Exercise task -
Put the data lines into a JSON list of strings, starting at the line containing "target: palm tree" and ending at the line containing "478 456 L 478", with both of those lines included. Use one string per line, skip blank lines, and include no other lines.

Excerpted data -
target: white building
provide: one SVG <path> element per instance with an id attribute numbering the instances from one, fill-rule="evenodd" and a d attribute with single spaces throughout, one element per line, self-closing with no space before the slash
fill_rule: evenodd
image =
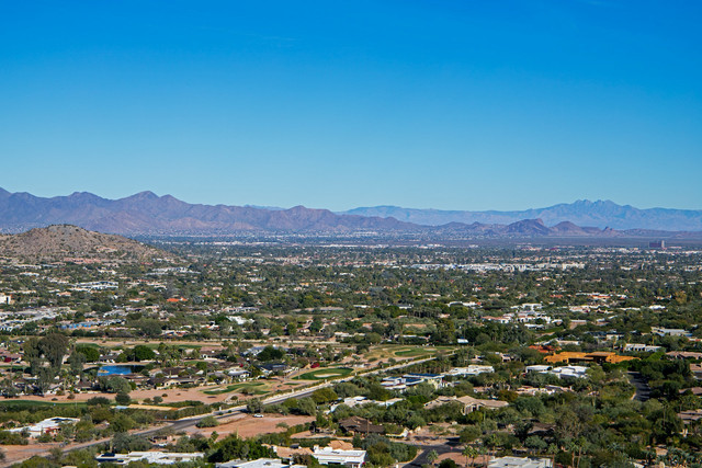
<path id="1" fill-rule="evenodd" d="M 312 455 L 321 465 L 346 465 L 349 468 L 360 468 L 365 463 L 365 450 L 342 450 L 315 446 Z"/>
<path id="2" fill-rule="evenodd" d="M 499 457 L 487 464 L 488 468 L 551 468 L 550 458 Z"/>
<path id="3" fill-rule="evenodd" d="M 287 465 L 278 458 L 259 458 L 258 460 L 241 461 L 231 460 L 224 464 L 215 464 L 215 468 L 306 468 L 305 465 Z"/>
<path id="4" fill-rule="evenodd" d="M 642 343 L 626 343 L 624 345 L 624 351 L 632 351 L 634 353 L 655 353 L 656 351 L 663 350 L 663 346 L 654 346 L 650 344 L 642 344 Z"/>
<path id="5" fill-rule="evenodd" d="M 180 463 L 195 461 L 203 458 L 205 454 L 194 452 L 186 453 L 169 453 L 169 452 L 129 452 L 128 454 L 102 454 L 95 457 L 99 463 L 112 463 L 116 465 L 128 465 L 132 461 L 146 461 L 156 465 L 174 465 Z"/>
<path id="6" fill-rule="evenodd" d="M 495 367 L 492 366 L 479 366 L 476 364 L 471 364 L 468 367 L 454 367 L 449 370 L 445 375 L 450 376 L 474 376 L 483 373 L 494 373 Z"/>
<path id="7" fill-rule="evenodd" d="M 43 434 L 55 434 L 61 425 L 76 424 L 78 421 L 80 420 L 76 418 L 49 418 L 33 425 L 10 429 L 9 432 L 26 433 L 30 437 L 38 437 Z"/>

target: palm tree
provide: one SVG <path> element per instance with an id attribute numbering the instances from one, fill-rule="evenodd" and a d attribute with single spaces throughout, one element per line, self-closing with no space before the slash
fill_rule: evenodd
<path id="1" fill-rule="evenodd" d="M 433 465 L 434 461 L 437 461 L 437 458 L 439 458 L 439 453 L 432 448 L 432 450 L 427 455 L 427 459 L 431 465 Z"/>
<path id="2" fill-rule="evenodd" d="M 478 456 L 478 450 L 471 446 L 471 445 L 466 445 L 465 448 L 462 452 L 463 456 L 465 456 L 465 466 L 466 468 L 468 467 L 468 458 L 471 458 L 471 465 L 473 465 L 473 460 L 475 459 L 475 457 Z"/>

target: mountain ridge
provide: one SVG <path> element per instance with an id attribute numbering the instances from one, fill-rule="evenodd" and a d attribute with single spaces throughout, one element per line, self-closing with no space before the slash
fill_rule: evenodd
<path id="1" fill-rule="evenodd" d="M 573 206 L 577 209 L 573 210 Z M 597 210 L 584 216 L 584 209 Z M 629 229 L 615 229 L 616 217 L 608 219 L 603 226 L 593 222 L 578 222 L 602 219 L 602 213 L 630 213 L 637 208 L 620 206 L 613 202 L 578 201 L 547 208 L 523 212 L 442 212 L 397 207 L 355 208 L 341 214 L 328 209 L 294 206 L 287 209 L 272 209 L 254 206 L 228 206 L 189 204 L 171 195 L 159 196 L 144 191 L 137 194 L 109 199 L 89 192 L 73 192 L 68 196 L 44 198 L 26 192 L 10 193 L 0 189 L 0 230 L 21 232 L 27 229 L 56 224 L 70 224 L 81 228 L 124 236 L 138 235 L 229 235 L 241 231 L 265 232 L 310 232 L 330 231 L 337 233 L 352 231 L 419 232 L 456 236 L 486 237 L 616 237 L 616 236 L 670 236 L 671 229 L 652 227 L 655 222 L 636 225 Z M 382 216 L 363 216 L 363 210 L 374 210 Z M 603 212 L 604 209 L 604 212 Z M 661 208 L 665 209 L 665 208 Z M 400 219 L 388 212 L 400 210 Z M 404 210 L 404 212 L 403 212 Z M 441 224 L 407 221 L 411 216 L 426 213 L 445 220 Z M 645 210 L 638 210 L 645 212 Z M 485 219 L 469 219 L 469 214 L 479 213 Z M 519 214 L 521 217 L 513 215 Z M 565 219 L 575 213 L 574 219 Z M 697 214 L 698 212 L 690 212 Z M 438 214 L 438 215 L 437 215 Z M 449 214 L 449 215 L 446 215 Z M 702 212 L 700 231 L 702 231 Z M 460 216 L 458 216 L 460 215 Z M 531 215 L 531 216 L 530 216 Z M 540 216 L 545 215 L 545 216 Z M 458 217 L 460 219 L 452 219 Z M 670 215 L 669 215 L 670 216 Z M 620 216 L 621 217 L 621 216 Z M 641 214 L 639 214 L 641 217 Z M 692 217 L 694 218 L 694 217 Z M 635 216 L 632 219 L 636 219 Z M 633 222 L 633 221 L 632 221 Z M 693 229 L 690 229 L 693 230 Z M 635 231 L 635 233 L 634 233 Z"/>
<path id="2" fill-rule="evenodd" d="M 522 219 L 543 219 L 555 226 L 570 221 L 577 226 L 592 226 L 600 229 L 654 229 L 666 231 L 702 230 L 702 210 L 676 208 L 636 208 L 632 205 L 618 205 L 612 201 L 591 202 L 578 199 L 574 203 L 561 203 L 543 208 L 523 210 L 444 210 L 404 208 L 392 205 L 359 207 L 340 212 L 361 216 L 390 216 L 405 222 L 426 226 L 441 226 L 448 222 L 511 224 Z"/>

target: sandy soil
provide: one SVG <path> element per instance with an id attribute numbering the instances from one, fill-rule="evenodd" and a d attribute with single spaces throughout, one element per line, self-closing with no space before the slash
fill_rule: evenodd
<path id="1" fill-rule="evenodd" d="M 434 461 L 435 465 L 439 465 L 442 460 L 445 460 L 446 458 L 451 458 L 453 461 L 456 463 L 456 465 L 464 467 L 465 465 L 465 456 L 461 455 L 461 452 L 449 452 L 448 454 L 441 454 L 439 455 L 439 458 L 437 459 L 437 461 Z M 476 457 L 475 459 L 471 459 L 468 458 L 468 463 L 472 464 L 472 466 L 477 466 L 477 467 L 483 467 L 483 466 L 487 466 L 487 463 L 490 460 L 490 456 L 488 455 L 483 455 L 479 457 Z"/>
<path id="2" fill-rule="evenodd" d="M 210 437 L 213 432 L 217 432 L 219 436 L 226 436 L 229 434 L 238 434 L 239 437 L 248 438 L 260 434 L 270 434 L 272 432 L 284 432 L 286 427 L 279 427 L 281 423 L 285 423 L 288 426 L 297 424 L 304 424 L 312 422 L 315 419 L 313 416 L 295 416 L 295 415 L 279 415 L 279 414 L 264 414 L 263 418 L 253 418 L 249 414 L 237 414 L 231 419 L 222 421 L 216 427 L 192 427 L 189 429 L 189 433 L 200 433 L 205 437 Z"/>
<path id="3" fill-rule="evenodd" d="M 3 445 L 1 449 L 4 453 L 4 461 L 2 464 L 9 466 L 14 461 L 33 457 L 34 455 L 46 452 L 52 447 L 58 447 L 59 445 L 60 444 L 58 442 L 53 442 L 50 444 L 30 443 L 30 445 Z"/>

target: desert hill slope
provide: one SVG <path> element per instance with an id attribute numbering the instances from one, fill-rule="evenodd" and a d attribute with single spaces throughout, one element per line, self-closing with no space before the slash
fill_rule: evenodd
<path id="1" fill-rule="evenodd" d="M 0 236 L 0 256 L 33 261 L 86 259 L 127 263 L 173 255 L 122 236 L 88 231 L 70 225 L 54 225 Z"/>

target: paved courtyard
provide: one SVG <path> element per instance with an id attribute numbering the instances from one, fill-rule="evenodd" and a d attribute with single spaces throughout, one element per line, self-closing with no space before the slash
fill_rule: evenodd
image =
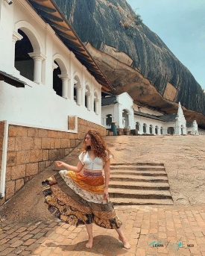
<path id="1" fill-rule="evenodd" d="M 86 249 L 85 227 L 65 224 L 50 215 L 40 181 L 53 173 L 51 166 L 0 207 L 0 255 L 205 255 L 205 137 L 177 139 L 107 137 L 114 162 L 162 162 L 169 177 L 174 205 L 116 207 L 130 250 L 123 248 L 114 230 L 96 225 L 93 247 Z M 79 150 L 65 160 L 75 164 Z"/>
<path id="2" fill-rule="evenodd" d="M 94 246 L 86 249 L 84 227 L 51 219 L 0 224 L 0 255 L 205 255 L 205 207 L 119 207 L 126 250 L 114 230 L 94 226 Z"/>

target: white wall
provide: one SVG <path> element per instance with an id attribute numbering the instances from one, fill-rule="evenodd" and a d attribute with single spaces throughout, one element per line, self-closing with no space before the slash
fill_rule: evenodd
--
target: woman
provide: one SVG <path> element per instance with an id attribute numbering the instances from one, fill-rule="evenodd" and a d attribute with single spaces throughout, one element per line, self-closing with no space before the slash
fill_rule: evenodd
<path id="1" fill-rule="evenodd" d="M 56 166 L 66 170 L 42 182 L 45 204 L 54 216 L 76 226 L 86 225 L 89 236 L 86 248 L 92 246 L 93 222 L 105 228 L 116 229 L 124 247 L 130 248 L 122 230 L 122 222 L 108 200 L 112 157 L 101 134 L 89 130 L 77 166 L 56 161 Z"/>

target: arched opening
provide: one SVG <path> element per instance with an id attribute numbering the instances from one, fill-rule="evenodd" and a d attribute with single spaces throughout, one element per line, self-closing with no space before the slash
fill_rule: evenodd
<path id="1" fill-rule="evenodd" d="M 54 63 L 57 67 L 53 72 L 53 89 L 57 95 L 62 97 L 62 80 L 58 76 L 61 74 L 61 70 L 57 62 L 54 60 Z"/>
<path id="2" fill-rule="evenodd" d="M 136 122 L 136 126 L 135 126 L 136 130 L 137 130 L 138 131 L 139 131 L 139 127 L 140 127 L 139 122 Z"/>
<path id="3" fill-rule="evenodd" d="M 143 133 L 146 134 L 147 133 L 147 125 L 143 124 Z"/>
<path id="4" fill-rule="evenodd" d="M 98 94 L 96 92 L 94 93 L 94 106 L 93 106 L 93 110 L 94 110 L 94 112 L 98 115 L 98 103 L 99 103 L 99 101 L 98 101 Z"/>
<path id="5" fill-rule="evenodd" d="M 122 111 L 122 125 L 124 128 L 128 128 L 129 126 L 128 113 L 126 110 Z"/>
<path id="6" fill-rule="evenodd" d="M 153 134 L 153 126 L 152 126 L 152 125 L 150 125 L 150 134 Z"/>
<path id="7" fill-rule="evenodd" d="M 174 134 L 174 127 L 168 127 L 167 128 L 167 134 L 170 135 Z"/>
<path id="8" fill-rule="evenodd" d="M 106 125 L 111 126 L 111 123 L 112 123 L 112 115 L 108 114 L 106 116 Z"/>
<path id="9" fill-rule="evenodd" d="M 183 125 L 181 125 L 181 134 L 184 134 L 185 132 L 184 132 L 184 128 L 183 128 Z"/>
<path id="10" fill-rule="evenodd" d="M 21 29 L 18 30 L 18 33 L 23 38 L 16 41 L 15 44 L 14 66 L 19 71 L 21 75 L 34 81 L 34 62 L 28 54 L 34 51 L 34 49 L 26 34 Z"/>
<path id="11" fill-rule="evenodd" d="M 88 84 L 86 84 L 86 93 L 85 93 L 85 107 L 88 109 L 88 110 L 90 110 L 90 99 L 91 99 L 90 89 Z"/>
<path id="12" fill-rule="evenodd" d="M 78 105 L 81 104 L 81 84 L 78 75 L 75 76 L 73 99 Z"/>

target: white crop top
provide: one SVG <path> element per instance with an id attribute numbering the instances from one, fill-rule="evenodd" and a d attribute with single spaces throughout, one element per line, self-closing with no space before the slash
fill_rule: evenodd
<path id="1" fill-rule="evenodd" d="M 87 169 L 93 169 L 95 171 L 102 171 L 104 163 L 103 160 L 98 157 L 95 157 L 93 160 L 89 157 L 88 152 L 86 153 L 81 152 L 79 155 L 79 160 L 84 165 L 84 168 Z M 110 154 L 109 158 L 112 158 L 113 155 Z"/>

Response to this task -
[
  "target: palm tree",
  "provide: one SVG <path> element per instance with an id attribute numbering the instances from one, fill-rule=\"evenodd\" and a d attribute with single spaces throughout, one element per line, self-closing with no space before the slash",
  "fill_rule: evenodd",
  "<path id=\"1\" fill-rule=\"evenodd\" d=\"M 433 465 L 434 461 L 437 461 L 437 458 L 439 458 L 439 453 L 432 448 L 432 450 L 427 455 L 427 459 L 431 465 Z\"/>",
  "<path id=\"2\" fill-rule=\"evenodd\" d=\"M 478 456 L 478 450 L 471 446 L 471 445 L 466 445 L 465 448 L 462 452 L 463 456 L 465 456 L 465 466 L 466 468 L 468 467 L 468 458 L 471 458 L 471 465 L 473 465 L 473 460 L 475 459 L 475 457 Z\"/>"
]